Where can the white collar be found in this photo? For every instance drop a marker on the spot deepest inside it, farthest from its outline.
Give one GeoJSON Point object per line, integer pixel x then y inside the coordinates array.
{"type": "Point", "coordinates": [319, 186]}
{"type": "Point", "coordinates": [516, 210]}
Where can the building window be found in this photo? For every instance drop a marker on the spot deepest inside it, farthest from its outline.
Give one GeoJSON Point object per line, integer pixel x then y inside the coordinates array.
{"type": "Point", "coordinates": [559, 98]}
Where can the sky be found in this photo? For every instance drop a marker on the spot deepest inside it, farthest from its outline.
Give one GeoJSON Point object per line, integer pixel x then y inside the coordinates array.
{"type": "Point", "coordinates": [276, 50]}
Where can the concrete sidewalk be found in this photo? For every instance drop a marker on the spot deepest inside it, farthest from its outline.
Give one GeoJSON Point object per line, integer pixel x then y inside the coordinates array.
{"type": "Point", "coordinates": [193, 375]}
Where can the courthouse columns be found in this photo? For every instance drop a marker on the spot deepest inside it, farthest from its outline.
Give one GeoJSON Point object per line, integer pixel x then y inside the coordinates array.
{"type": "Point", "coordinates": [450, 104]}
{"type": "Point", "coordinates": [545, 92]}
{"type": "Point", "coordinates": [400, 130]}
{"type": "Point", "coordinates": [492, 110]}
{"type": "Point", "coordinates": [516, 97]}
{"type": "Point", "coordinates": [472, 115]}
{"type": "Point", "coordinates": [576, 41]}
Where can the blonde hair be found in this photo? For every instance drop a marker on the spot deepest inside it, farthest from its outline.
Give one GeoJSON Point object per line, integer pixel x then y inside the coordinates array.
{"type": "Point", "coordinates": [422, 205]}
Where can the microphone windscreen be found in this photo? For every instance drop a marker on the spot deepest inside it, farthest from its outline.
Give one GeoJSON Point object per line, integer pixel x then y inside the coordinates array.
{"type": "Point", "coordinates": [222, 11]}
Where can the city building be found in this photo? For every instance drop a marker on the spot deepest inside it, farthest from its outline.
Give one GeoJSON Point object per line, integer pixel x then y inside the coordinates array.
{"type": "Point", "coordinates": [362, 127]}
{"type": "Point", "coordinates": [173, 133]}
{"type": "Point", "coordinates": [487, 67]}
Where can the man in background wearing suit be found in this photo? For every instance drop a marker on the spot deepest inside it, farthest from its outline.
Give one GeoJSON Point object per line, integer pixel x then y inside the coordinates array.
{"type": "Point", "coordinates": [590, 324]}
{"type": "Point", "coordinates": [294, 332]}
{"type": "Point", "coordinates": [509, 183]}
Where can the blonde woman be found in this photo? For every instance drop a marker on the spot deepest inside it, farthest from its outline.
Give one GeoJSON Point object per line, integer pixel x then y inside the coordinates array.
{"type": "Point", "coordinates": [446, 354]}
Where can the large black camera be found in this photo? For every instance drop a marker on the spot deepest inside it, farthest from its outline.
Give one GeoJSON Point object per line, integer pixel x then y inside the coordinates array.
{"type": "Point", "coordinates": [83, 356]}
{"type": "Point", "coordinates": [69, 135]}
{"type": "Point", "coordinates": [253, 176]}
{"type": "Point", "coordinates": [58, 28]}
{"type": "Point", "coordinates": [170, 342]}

:: What this task involves ::
Please give the number of lines above that contain "marker", without any other words.

:: Solution to the exercise ::
11